> **Text shown**:
The authors noted that large improvements in treatment and control rates seen in some middle-income countries show that the expansion of universal health coverage and strengthening primary care have been instrumental in improving high blood pressure care.
High blood pressure is directly linked to more than 8.5 million deaths worldwide each year and is the leading risk factor for stroke, ischaemic heart disease, other vascular diseases, and renal disease.
Lowering blood pressure can cut the number of strokes by 35-40 per cent, heart attacks by 20-25 per cent, and heart failure by around 50 per cent.
Hypertension was defined as having systolic blood pressure of 140 millimeters of mercury (mm Hg) or greater, and diastolic blood pressure of 90 mm Hg or greater, or taking medication for high blood pressure.
The amount of pressure in the arteries during the contraction of heart muscle is called systolic pressure. The blood pressure when the heart muscle is between beats is called diastolic pressure.

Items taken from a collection
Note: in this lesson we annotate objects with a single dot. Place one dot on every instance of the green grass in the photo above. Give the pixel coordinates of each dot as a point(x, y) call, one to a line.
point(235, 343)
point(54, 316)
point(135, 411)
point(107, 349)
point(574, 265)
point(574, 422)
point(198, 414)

> **Parts of the exercise**:
1 – According to the text on high blood pressure, what led the authors to conclude that expanding universal health coverage and strengthening primary care have been instrumental in improving high blood pressure care?
2 – Can you extend the text on high blood pressure, picking up after its final sentence?
None of the items are needed here.

> **Per-task answers**:
1 – They based this on the large improvements in treatment and control rates seen in some middle-income countries.

2 –
Modelling was used to estimate prevalence of hypertension and the proportion of people with hypertension who had a previous diagnosis, were taking medication for hypertension, and whose hypertension was controlled to below 140/90 mm Hg, by country, year, and age.
The global age-standardised prevalence of hypertension in adults has remained largely unchanged over the past 30 years — with around a third of the adult population worldwide living with hypertension in 1990 and 2019, the researchers said.
The rates have dropped sharply in high-income countries, but have increased or remained unchanged in many low- and middle-income countries (LMICs), especially those in Oceania, they said.
Canada and Peru had the lowest proportion of people living with hypertension in 2019 at around 1 in 4, according to the study.
Taiwan, South Korea, Japan, and some countries in western Europe including Switzerland, Spain, and the UK had the lowest hypertension rates in women, while Eritrea, Bangladesh, Ethiopia, and the Solomon Islands had the lowest rates in men.
At the other extreme, more than half of women had hypertension in Paraguay and Tuvalu in 2019, and over half of men in Argentina, Paraguay, Tajikistan and several countries in central and eastern Europe, the researchers found.
Treatment and control have improved in most countries since 1990, with particularly large improvements seen in high-income countries like Canada, Iceland, and South Korea, they said.
However, there has been little change in LMICs in sub-Saharan Africa and Oceania, Nepal, and Indonesia.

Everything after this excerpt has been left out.